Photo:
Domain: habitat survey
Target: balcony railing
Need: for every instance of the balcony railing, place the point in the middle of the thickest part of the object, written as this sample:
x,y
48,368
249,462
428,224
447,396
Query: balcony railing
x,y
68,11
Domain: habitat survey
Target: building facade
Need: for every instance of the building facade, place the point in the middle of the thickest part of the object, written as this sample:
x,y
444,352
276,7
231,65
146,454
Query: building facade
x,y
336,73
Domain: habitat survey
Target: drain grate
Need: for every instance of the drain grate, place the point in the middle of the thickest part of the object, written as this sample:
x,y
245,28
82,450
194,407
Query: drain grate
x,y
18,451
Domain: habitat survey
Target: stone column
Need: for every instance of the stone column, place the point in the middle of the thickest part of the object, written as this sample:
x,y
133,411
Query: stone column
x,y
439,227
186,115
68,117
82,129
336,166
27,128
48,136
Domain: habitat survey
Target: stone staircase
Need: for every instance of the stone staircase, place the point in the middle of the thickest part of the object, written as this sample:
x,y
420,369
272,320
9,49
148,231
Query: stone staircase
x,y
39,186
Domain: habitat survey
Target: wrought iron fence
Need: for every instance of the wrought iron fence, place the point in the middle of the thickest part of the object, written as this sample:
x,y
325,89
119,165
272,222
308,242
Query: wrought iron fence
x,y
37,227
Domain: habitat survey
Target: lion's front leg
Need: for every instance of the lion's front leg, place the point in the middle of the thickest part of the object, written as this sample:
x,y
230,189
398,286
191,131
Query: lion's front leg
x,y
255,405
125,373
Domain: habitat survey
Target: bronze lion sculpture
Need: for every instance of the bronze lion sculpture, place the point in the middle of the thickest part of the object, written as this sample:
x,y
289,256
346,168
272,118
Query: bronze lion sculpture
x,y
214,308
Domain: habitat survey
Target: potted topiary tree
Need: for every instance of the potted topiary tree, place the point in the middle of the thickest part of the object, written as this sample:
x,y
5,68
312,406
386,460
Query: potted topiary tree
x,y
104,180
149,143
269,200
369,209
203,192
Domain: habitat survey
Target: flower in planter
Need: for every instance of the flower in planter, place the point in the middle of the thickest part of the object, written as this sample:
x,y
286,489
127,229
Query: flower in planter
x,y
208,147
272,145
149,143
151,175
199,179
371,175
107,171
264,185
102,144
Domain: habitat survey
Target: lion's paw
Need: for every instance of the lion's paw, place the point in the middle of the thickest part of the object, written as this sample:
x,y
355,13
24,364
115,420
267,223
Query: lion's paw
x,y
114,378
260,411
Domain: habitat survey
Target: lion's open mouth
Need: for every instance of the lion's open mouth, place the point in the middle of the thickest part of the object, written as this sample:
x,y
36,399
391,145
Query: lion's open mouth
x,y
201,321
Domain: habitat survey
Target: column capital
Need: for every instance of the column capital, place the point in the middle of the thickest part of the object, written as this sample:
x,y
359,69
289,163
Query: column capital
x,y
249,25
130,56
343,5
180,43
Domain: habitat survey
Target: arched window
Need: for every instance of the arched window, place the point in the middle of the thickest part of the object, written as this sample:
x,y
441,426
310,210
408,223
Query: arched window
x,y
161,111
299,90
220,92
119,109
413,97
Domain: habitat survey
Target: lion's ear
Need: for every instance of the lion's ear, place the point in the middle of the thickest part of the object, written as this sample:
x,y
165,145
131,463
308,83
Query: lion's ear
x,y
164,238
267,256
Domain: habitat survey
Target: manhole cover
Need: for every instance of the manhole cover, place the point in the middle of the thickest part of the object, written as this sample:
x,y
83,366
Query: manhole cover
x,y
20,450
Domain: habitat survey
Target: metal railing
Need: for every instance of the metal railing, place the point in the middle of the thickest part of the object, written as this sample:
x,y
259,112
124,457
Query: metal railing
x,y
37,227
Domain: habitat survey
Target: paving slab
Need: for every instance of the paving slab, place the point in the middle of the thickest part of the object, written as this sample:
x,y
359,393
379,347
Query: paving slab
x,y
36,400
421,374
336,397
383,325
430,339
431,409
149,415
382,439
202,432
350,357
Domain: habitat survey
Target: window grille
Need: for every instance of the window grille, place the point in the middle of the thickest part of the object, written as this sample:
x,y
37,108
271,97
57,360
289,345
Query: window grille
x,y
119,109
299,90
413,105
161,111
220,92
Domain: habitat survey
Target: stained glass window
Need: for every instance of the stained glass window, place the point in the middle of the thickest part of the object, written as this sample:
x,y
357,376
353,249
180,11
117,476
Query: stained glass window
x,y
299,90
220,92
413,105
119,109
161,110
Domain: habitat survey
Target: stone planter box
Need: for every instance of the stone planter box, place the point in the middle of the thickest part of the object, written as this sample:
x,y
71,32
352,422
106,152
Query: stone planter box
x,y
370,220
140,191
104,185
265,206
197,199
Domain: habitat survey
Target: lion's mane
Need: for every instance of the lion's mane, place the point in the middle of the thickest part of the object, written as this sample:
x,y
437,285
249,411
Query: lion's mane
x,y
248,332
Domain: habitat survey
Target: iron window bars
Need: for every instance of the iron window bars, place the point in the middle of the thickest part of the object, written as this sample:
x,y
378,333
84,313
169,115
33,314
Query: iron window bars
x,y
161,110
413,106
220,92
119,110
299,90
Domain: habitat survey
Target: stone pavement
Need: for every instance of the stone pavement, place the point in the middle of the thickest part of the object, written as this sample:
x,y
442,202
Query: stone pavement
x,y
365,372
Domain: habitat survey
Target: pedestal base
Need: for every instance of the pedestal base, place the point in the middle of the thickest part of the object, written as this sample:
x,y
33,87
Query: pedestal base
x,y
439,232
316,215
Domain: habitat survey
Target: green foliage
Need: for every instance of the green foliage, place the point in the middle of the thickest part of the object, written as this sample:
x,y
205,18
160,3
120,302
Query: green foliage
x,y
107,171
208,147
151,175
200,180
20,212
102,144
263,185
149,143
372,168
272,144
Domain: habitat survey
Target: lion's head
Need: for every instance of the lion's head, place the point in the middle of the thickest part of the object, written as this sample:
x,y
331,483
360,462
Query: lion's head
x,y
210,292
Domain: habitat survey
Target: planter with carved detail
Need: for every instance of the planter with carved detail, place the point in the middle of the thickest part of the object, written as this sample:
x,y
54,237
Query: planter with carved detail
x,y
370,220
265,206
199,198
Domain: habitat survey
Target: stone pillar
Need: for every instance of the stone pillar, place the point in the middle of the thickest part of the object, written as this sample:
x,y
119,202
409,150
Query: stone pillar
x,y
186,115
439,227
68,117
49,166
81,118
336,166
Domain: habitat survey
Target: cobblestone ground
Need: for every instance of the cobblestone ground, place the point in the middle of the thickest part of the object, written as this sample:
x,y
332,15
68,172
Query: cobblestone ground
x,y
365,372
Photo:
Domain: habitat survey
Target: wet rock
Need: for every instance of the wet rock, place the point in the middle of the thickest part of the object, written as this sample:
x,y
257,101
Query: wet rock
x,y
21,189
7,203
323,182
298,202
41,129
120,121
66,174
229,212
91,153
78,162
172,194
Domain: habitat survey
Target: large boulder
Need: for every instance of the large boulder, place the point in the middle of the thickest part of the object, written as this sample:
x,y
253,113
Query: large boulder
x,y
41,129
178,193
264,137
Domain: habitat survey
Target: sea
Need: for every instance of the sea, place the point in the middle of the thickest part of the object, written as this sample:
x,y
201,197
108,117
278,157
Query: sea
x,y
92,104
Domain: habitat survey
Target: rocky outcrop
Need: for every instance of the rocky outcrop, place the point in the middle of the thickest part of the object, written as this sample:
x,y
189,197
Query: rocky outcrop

·····

Set exercise: Restate the listing in full, word for word.

Result:
Photo:
Domain: habitat survey
Target: balcony railing
Need: for every instance of the balcony railing, place the point in the middle of the thickest part of the object, written as this sample:
x,y
48,368
249,462
428,224
447,396
Query: balcony railing
x,y
68,11
Domain: habitat survey
Target: building facade
Need: for every instance of the building facade, place the point in the middle of the thickest part of the object, written as this sample:
x,y
444,352
276,7
231,65
146,454
Query: building facade
x,y
336,73
Domain: habitat survey
Target: drain grate
Need: for every instance of the drain grate, place the point in the middle of the thickest part of the object, written as this sample:
x,y
245,28
82,450
194,407
Query: drain grate
x,y
18,451
Domain: habitat survey
Target: stone column
Need: for every instance of the stone column, place the point in the middle of the thickest part of the object, written as this sample:
x,y
133,411
Query: stone column
x,y
439,227
186,115
68,117
82,129
336,166
27,128
48,136
Domain: habitat survey
Target: stone staircase
Need: for every instance of the stone staircase, place the point in the middle of the thickest part of the object, written as this sample:
x,y
420,369
272,320
9,49
148,231
Query: stone staircase
x,y
39,186
Domain: habitat survey
Target: wrought iron fence
Need: for every instance of the wrought iron fence, place the point in the middle of the thickest part of the object, written as this sample:
x,y
325,89
119,165
272,222
308,242
Query: wrought iron fence
x,y
37,227
Domain: habitat survey
Target: lion's front leg
Need: for every instance of the lion's front leg, place the point in the middle of the thickest part of the object, written as this sample:
x,y
230,189
398,286
191,131
Query: lion's front leg
x,y
255,405
125,373
Domain: habitat survey
Target: bronze lion sculpture
Need: for every instance of the bronze lion sculpture, place the point in the middle of the thickest part of the object, written as this sample:
x,y
289,256
346,168
272,118
Query: bronze lion sculpture
x,y
214,308
Domain: habitat survey
Target: potted topiary tree
Need: for every instance of the potted topiary tree, place the point in the middle of the thickest part of the object, written as this sample:
x,y
5,68
312,406
386,460
Query: potted topiary tree
x,y
104,180
149,143
269,200
369,209
203,192
Domain: habitat survey
Target: flower in planter
Need: for every instance of the flower in planter, place the point in the middle of the thickest part of the object, written as this sample:
x,y
286,489
127,229
Query: flower in planter
x,y
208,147
272,145
149,143
151,175
199,179
371,175
107,171
264,185
102,144
Domain: habitat survey
Target: lion's paw
Need: for every instance of the lion's paw, place the point in the middle of the thickest part of the object, written as this sample:
x,y
355,13
24,364
115,420
267,223
Query: lion's paw
x,y
114,378
260,411
Domain: habitat survey
Target: lion's open mouth
Need: for every instance of the lion's open mouth, place the point in the middle of the thickest part of the object, written as this sample:
x,y
36,399
391,145
Query: lion's open mouth
x,y
201,321
Domain: habitat survey
Target: column capital
Need: for every instance of the column capital, place the point in the middle of the thickest part of the object, written as this sample:
x,y
359,69
289,163
Query: column capital
x,y
249,25
130,56
343,5
180,43
Domain: habitat survey
Target: arched window
Need: for every instance of the arched window, place the point in the middle of the thickest part of the object, written as this sample:
x,y
441,426
310,210
408,223
Query: arched window
x,y
161,111
299,90
220,92
119,109
413,97
Domain: habitat survey
Target: lion's ear
Need: for every instance of the lion's ear, place the point in the middle of the thickest part of the object, written as this sample:
x,y
165,145
131,463
308,83
Query: lion's ear
x,y
164,238
267,256
Domain: habitat survey
Target: manhole cover
Need: for every instance of the manhole cover, place the point in the middle of the thickest part of the object, written as this sample:
x,y
83,366
Query: manhole cover
x,y
20,450
Domain: habitat survey
Target: metal railing
Need: for every instance of the metal railing, place the point in the middle of the thickest part of the object, written as this sample:
x,y
259,112
124,457
Query: metal railing
x,y
37,227
Domain: habitat survey
Target: paving slab
Need: for every instance of the paving slab, place the point in the middle of the thickest part of the object, written as this sample:
x,y
359,393
379,347
Query: paving slab
x,y
36,400
421,374
336,397
383,325
430,339
431,409
149,415
382,439
202,432
350,357
Domain: habitat survey
Target: window grille
Need: for every instance of the window grille, place the point in the middle of the thickest part of the object, written as this sample:
x,y
37,108
271,97
57,360
289,345
Query: window grille
x,y
119,109
299,90
413,105
161,111
220,92
Domain: habitat survey
Target: stained glass window
Need: for every instance of the stained glass window, place the point in the middle of the thickest part of the object, written as this sample:
x,y
357,376
353,249
180,11
117,476
Query: stained glass window
x,y
299,90
220,92
413,105
119,109
161,110
Domain: habitat survey
Target: stone planter box
Need: for every instance of the stone planter box, place the point in the middle of the thickest part of the object, written as this sample:
x,y
71,32
352,422
106,152
Query: stone planter box
x,y
370,220
140,191
104,185
265,206
197,199
Domain: habitat survey
Target: lion's mane
Need: for every instance of the lion's mane, place the point in the middle of the thickest part of the object, written as this sample:
x,y
437,285
249,411
Query: lion's mane
x,y
248,332
Domain: habitat survey
Target: iron window bars
Need: for every instance of the iron window bars, place the point in the middle of the thickest part of the object, written as this sample:
x,y
378,333
84,313
169,115
33,314
Query: iron window bars
x,y
161,110
413,106
220,92
119,110
299,90
Domain: habitat survey
Target: stone pavement
Need: for every instance of the stone pavement, place the point in the middle of the thickest part of the object, written as this sample:
x,y
442,202
Query: stone pavement
x,y
365,372
Domain: habitat survey
Target: pedestal base
Need: for every instance of the pedestal base, place the point in the middle of the thickest part of the object, written as this sample:
x,y
33,87
Query: pedestal base
x,y
439,232
316,215
Domain: habitat survey
Target: green foliage
Need: for every instance of the green foliage, place the point in the middle of the thickest part of the object, written as this sample:
x,y
205,18
160,3
120,302
Query: green foliage
x,y
107,171
208,147
151,175
200,180
20,212
102,144
263,185
149,143
372,168
272,144
Domain: habitat survey
Target: lion's head
Need: for every instance of the lion's head, place the point in the middle of the thickest part of the object, written as this sample:
x,y
331,483
360,462
Query: lion's head
x,y
210,292
Domain: habitat survey
Target: planter with carved detail
Need: for every instance of the planter with carved detail, place the point in the middle of the thickest part of the object, written as this sample:
x,y
54,237
Query: planter with carved detail
x,y
370,220
265,206
199,198
Domain: habitat survey
Target: stone pillar
Need: for every instance of the stone pillar, place the point in the middle of the thickest part of the object, written as this sample:
x,y
119,202
409,150
Query: stone pillar
x,y
186,115
439,227
68,117
49,166
81,118
336,166
Domain: habitat survey
Target: cobblestone ground
Need: for every instance of the cobblestone ground, place the point in the middle of the thickest part of the object, written as this sample:
x,y
332,15
68,172
Query: cobblestone ground
x,y
365,372
Photo:
Domain: habitat survey
Target: wet rock
Need: for every instance of the wet rock, place the point in the middle of the thickest part of the object, written as this sample:
x,y
257,101
Query: wet rock
x,y
21,189
7,203
323,182
298,202
41,129
120,121
66,174
229,212
91,153
78,162
172,194
Domain: habitat survey
Target: large boulder
Need: for every instance of the large boulder, place the point in the middle of the thickest part of the object, written as this sample:
x,y
253,113
Query: large boulder
x,y
41,129
178,193
264,137
Domain: habitat survey
Target: sea
Need: for every instance of the sea, place the point in the middle of the thickest part of the object, written as this sample:
x,y
201,197
108,117
278,157
Query: sea
x,y
92,104
Domain: habitat survey
Target: rocky outcrop
Need: for every instance of the rocky outcrop, place the point in the middle of the thickest part of the object, written as this sample:
x,y
189,197
Query: rocky outcrop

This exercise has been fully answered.